TASK ITEM
Every entry, from first to last, must be written out exactly.

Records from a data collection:
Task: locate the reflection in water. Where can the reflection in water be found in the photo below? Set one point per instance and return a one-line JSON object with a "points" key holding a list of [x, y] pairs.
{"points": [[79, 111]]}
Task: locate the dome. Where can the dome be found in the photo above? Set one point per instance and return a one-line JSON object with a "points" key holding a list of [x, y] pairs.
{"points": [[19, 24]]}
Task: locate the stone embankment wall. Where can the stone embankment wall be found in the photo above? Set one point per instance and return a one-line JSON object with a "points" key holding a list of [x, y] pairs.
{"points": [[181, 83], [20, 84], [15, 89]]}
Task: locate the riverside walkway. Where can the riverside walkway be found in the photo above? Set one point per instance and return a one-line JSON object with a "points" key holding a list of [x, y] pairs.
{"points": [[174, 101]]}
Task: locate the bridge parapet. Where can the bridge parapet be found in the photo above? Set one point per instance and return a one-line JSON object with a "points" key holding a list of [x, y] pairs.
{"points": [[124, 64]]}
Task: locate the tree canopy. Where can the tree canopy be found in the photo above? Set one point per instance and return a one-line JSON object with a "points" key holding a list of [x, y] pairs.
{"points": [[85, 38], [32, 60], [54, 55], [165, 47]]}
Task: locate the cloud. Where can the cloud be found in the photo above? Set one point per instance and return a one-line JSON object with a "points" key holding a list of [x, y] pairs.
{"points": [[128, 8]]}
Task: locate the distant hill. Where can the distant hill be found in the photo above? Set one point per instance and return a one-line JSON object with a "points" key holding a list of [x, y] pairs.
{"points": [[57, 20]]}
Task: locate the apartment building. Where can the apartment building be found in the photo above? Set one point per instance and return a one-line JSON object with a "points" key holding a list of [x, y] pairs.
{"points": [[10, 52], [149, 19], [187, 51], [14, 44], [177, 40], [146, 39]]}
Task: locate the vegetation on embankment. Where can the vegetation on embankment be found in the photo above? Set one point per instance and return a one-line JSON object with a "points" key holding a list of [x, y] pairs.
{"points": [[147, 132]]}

RESPONSE
Task: locate the reflection in water. Where can the reflection in water be found in the photo below? Set one point per instance and return a one-line JSON object with a "points" key holding a list of [x, y] pairs.
{"points": [[79, 111]]}
Task: locate the dome. Where can the dome be found in the photo above? Set one point per instance and return a one-line JSON object with a "points" key holding a list of [x, y] pairs.
{"points": [[19, 24]]}
Task: locate the stone embankment wall. Where can the stone embankment wall be found in the photo above? Set one point per instance and return a one-line JSON object with a "points" key holding a list of [x, y] pairs.
{"points": [[181, 83], [20, 84], [15, 89]]}
Task: locate the riverside walkway. Where can the riverside walkway be found in the photo above? Set one point per instance and return a one-line JSON object with a "points" key holding a list of [x, y] pairs.
{"points": [[174, 101]]}
Task: locate the bridge parapet. Where can the bridge parapet be found in the photo above? Set one point per instance and return a one-line JSON object with a "points" key holding a list of [x, y] pairs.
{"points": [[124, 64]]}
Task: locate the tree canopy. Where can the tree canopy be found in the photo above? Set one point per instance and return a one-line JSON object with a "points" key holding a list of [x, y] pairs.
{"points": [[85, 38], [32, 60], [54, 55], [165, 47]]}
Task: locate the cloud. Where can the cloud be found in the photo above? Set one point per instance and return a one-line JSON object with a "points" key holding a list of [x, y] pairs.
{"points": [[128, 8]]}
Task: locate the distant hill. Where can the distant hill be found in the photo above? Set one point per instance and return a one-line JSON object with a "points" key holding a list of [x, y] pairs.
{"points": [[57, 20]]}
Task: locate the apartment building. Where can the apartment building be found in the photo above? Set one point per instance and return a one-line JSON object with a "points" key holding a list of [x, y] pairs.
{"points": [[10, 52], [149, 19], [187, 51], [14, 44], [177, 40], [146, 39]]}
Task: locate the vegetation on embankment. Where can the vegetation on embankment be found in the photo above? Set one point per instance and return a one-line JSON object with a "points" key holding a list of [x, y] pairs.
{"points": [[147, 132]]}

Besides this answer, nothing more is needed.